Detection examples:
* * * * * * * * *

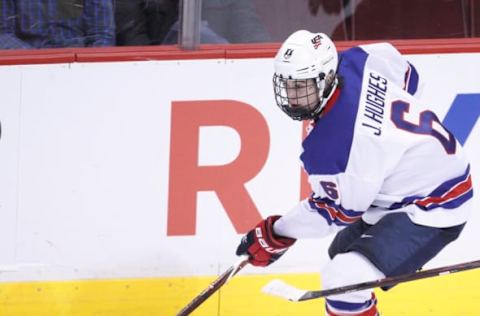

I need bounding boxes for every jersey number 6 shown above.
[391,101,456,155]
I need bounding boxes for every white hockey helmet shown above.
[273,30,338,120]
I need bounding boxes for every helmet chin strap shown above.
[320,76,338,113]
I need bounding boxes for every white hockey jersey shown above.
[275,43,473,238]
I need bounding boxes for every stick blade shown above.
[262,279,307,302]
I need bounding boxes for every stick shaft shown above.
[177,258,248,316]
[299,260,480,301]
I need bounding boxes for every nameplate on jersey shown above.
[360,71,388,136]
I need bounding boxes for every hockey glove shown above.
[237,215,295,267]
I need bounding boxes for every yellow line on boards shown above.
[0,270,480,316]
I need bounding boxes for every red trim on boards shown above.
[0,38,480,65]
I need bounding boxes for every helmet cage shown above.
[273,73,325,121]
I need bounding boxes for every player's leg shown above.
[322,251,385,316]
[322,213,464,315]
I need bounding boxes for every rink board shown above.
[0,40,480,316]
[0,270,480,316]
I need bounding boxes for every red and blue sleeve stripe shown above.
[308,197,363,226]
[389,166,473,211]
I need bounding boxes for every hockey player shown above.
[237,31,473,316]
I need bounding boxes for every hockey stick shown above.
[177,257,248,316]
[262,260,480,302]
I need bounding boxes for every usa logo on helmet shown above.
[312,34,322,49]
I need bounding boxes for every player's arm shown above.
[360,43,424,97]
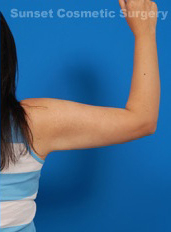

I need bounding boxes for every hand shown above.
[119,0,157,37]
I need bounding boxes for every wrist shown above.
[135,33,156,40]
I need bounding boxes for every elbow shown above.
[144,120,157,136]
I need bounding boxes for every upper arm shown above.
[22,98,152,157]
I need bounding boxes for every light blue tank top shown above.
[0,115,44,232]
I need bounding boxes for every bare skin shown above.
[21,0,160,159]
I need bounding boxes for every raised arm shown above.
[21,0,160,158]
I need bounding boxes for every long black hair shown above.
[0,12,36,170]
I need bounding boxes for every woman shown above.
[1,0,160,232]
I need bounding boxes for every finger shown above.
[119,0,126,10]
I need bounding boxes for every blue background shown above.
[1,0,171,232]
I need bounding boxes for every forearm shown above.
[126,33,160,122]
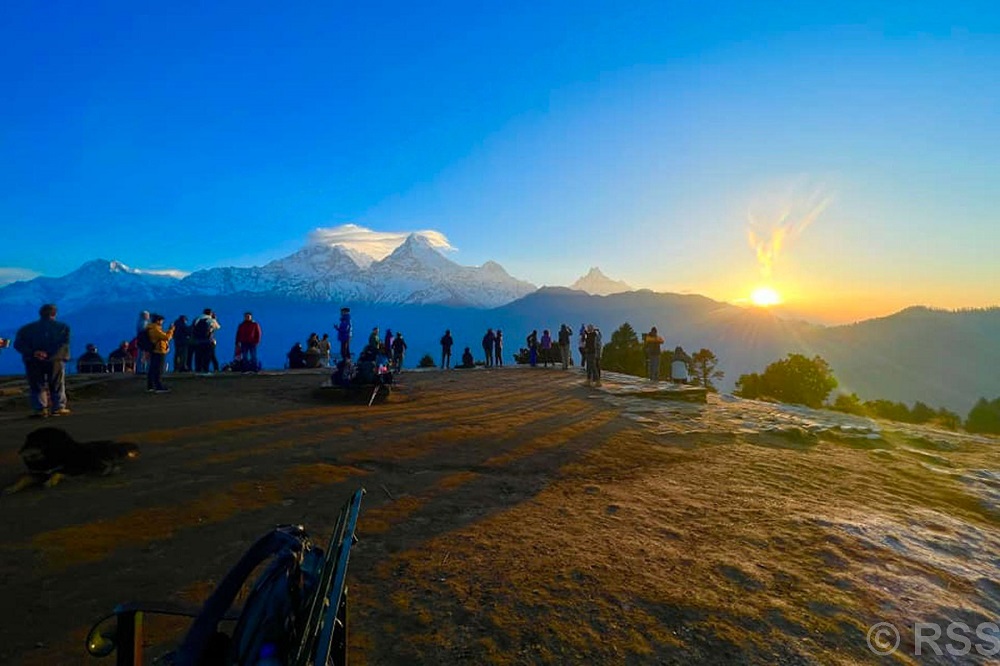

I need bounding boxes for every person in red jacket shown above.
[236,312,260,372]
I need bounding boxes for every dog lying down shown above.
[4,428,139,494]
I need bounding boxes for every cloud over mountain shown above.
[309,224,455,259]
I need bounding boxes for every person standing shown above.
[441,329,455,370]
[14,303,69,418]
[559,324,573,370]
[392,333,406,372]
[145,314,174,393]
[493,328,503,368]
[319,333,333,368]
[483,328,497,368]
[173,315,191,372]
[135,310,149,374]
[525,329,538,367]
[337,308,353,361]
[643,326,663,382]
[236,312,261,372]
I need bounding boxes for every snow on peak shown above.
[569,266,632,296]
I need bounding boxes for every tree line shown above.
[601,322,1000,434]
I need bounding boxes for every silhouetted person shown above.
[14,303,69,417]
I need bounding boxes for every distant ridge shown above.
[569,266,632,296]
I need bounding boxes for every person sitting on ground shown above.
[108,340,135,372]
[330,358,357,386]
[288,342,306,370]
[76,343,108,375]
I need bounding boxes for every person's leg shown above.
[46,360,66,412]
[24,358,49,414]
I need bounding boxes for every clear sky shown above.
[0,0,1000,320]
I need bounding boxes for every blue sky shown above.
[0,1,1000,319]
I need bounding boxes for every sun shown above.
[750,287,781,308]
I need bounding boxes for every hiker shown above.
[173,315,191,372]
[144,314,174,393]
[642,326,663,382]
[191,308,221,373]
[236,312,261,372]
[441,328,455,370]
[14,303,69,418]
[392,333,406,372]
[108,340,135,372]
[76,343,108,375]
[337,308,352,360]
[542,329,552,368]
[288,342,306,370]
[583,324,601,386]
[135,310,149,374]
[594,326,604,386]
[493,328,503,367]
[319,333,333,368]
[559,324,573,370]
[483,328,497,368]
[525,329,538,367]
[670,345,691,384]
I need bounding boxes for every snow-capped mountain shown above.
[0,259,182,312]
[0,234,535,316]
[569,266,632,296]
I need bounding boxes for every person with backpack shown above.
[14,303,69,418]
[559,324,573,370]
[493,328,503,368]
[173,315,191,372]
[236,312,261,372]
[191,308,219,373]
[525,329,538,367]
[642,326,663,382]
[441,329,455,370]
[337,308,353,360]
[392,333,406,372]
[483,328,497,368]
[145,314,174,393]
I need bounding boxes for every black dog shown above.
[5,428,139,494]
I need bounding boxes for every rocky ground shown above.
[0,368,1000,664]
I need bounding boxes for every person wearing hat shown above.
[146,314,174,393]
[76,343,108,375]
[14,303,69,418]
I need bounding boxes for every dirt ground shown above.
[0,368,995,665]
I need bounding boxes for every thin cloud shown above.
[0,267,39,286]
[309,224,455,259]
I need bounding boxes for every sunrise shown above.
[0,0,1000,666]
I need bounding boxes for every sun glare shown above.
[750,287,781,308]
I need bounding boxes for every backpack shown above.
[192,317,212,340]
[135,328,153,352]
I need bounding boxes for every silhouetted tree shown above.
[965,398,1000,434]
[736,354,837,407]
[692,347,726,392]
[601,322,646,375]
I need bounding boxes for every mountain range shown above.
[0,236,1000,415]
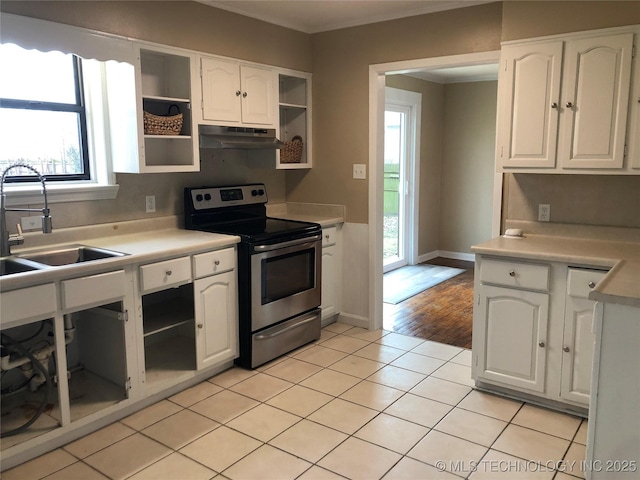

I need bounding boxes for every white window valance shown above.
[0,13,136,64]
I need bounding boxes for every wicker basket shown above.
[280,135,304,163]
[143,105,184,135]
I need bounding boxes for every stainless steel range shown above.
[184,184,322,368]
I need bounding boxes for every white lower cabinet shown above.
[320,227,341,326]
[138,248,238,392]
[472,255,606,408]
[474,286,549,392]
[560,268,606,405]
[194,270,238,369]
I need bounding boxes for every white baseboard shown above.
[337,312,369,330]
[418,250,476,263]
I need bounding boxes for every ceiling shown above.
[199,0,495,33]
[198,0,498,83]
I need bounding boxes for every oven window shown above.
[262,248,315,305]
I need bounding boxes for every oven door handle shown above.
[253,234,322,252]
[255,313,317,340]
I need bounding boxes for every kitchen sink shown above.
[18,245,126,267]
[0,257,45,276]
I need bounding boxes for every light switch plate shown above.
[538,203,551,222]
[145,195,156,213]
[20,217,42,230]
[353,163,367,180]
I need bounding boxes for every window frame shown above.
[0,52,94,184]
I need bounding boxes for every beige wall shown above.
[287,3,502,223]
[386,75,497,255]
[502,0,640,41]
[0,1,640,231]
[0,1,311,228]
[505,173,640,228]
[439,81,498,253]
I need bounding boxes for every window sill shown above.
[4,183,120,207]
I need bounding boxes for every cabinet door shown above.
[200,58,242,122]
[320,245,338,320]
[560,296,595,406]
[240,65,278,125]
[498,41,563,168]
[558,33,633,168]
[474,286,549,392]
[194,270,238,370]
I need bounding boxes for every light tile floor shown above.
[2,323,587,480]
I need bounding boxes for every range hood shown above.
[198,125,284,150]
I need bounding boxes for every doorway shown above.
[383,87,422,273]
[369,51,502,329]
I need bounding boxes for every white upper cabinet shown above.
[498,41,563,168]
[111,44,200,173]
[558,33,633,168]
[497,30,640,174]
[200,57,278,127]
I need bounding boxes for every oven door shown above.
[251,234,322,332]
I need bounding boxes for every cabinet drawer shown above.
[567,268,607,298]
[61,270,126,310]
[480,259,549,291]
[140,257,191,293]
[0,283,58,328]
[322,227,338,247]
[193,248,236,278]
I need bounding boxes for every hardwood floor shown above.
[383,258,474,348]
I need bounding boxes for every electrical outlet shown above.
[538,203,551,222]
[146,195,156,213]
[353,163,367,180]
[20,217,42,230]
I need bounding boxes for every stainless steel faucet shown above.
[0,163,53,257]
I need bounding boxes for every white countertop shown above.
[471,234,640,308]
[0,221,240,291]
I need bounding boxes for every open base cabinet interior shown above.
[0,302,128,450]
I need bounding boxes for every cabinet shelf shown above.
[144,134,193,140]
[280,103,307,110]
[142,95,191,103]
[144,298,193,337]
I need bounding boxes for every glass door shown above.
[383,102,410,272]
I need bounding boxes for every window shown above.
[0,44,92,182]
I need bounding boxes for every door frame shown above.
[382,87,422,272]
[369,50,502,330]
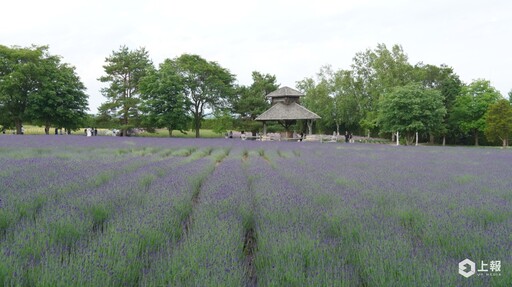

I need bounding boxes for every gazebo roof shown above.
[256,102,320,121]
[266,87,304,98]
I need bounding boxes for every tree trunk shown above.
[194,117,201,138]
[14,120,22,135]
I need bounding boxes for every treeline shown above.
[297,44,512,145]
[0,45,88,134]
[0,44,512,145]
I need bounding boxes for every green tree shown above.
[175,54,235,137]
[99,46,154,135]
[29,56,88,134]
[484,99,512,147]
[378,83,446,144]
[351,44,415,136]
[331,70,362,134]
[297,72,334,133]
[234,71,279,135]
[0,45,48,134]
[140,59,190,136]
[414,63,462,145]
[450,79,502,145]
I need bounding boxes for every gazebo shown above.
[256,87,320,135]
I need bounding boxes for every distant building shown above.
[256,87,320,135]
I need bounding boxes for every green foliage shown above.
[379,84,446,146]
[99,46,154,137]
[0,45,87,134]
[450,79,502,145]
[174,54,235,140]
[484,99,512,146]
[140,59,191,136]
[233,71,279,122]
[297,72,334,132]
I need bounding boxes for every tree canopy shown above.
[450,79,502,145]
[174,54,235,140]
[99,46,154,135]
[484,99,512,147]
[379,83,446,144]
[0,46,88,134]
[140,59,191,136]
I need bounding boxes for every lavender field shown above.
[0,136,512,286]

* * * * * * * * *

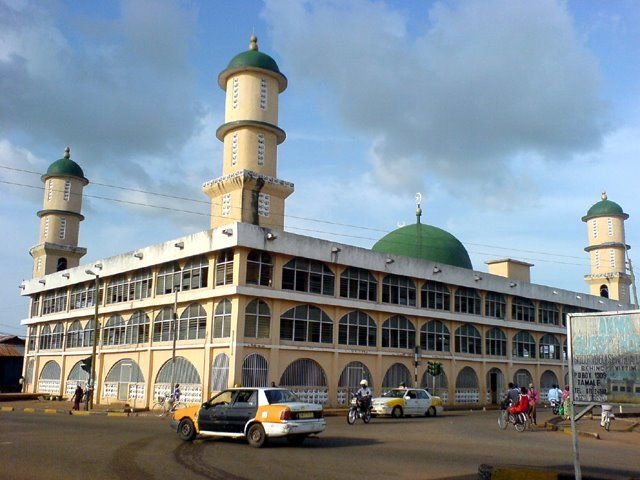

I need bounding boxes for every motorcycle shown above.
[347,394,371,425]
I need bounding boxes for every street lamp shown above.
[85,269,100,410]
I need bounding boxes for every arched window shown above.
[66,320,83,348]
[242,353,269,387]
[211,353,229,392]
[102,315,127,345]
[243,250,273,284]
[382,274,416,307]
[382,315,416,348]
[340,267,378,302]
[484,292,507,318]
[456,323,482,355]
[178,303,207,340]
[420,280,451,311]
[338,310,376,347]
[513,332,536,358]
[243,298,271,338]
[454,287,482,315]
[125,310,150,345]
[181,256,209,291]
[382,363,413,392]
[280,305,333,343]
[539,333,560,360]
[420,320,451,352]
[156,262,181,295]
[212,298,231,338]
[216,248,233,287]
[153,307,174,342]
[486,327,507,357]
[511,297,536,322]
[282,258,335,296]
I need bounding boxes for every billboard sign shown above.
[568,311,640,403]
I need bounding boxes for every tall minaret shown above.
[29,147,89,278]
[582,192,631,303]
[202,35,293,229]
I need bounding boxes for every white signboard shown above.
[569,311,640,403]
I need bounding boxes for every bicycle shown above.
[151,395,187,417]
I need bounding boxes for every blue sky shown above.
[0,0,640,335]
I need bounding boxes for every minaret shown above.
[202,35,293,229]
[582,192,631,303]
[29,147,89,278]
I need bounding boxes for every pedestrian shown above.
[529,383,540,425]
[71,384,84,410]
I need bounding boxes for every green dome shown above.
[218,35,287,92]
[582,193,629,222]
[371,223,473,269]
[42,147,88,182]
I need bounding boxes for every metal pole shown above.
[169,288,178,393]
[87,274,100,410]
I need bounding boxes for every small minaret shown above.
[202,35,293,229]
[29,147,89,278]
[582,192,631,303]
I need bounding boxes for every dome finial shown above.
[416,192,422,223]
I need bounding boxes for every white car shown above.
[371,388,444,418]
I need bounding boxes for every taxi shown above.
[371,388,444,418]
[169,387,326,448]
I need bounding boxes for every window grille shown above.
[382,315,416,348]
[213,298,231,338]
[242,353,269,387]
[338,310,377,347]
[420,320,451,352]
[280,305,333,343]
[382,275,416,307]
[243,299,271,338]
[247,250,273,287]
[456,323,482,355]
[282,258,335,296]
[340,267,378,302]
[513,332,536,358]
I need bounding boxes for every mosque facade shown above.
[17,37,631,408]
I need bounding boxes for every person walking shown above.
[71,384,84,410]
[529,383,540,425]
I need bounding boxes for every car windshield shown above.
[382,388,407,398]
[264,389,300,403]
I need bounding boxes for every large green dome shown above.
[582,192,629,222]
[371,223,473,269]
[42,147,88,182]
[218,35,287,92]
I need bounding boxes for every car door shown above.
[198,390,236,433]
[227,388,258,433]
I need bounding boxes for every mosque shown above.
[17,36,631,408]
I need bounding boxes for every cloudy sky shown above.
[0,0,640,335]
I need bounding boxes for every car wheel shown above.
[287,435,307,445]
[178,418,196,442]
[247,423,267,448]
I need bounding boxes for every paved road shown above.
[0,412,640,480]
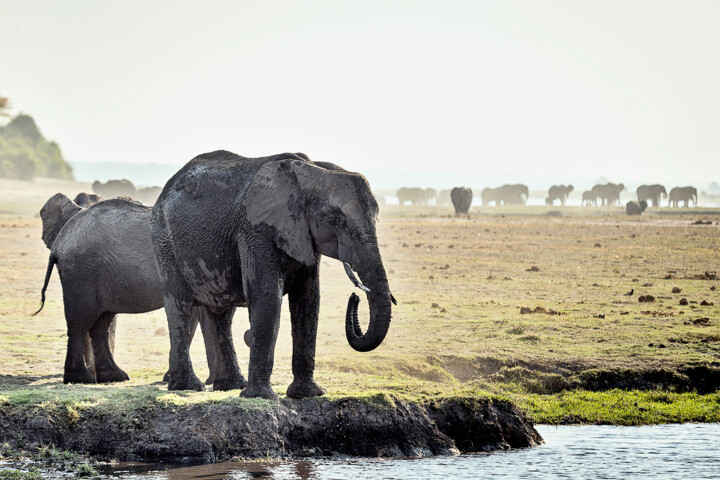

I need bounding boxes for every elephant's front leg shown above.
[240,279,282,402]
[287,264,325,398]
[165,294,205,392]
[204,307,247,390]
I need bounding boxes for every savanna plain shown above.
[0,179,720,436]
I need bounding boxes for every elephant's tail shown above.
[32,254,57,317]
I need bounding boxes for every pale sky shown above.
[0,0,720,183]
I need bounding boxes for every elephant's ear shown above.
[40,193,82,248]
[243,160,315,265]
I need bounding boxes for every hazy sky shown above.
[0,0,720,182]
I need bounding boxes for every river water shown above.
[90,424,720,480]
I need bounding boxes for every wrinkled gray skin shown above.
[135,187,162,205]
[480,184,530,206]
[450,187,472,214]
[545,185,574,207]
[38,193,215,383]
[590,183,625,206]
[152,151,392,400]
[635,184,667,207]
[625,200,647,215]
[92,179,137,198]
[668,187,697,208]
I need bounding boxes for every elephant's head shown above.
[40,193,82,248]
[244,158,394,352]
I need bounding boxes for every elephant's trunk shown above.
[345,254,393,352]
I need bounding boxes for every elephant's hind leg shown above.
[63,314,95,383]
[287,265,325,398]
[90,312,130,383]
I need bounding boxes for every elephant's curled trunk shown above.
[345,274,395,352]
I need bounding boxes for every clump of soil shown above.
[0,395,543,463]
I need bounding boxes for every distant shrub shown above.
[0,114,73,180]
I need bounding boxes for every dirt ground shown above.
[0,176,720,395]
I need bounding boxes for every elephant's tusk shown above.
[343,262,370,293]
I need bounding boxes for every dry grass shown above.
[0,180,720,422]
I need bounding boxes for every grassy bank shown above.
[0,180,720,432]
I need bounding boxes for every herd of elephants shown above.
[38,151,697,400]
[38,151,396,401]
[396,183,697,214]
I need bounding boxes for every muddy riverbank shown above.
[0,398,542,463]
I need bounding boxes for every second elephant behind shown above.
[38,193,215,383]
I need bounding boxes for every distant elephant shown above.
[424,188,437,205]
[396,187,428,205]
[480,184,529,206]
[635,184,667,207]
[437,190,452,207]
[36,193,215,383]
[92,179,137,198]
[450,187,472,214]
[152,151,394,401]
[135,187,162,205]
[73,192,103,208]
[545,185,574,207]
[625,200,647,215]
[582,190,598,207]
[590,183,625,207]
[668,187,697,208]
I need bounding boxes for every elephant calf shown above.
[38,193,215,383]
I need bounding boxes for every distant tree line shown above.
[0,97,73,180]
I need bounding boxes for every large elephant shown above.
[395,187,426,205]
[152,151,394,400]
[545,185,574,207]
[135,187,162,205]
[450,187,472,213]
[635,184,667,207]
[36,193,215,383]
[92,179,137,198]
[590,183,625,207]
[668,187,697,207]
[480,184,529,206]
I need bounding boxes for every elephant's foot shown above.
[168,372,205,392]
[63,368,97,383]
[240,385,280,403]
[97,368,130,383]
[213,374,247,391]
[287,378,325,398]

* * * * * * * * *

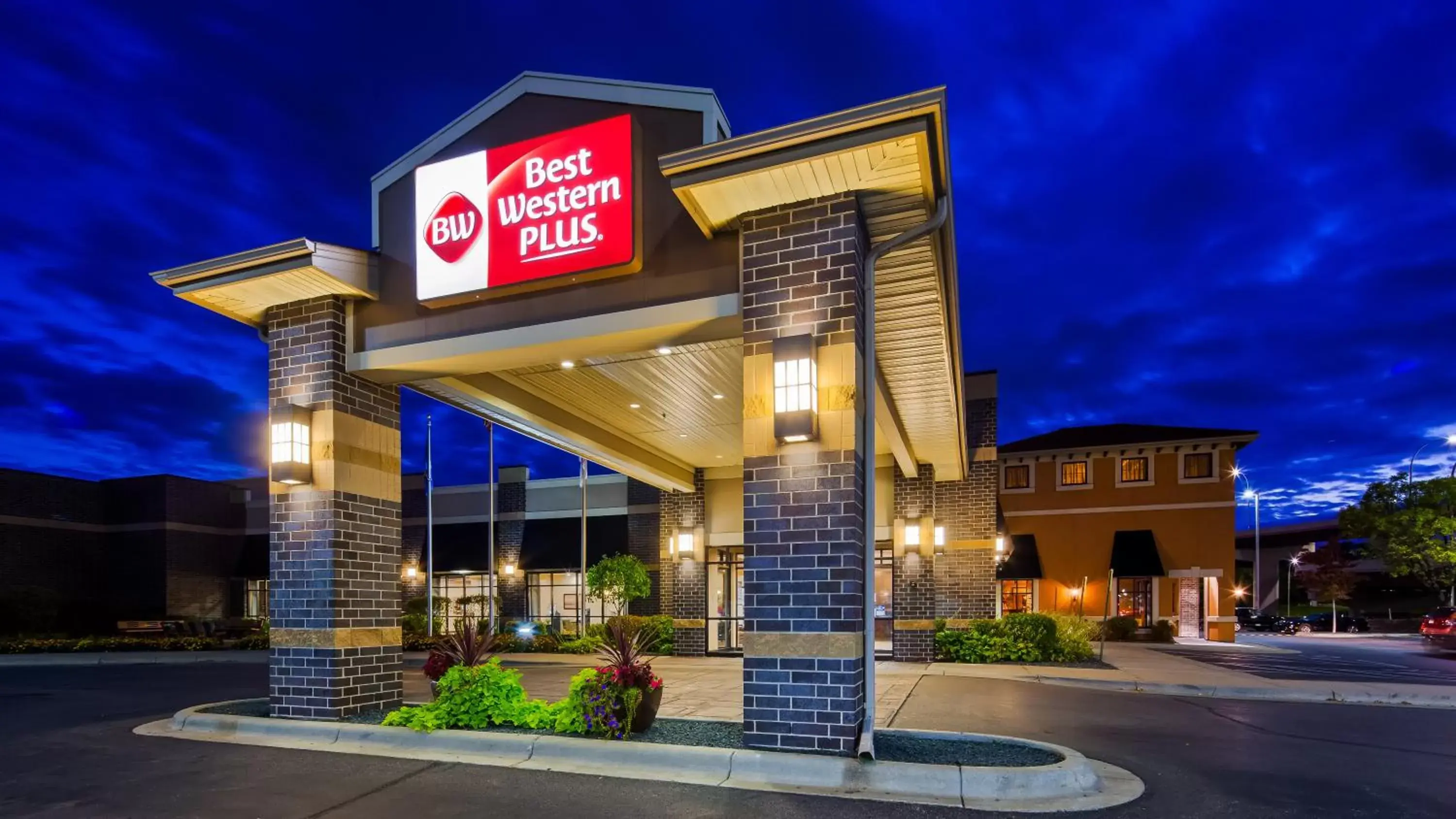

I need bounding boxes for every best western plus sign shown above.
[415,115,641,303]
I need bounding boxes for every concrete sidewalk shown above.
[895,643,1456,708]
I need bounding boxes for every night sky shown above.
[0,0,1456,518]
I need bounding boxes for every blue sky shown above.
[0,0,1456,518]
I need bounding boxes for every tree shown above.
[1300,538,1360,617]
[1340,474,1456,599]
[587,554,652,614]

* * * * * * * * *

# Exercise brief
Shift every bounding-box coordinate in the data up by 17, and rewrite the lines from the line with "I need bounding boxes for every jersey" to the line with "[389,166,473,211]", both included. Keep each request line unchanged, and leave out all other lines.

# The reply
I need bounding boxes for every jersey number 6 shown above.
[408,118,473,172]
I need bounding boxes for every white hockey helmet shown above.
[290,47,355,137]
I need bounding boxes for every helmet chin strap shown above.
[337,93,355,130]
I need bounding boxes for every white hockey jersey shown above.
[292,60,490,255]
I need bounding boxes for every stick blade shown above.
[279,296,324,319]
I need bounding boxes for every stick shaft shown above.
[194,275,265,333]
[316,277,497,318]
I need bounding boxes for every nameplate on jersey shown above.
[377,88,405,153]
I need bounding boxes for every hockey glove shown above.
[254,232,312,284]
I need bounding boxes for every yellow line on boards shown above.
[17,287,497,333]
I need bounding boxes for every red trim on boards shown above.
[17,55,497,82]
I need bounding boxes for every helmet cage shown above.
[290,90,342,138]
I need bounding boxes for every player's leg shown above.
[339,268,402,333]
[339,230,481,332]
I need bounding boxes for every rink board shown above.
[17,57,497,333]
[17,287,497,333]
I need bounding boxes for every red and blue sleeve stripe shown above.
[325,214,380,243]
[406,183,490,228]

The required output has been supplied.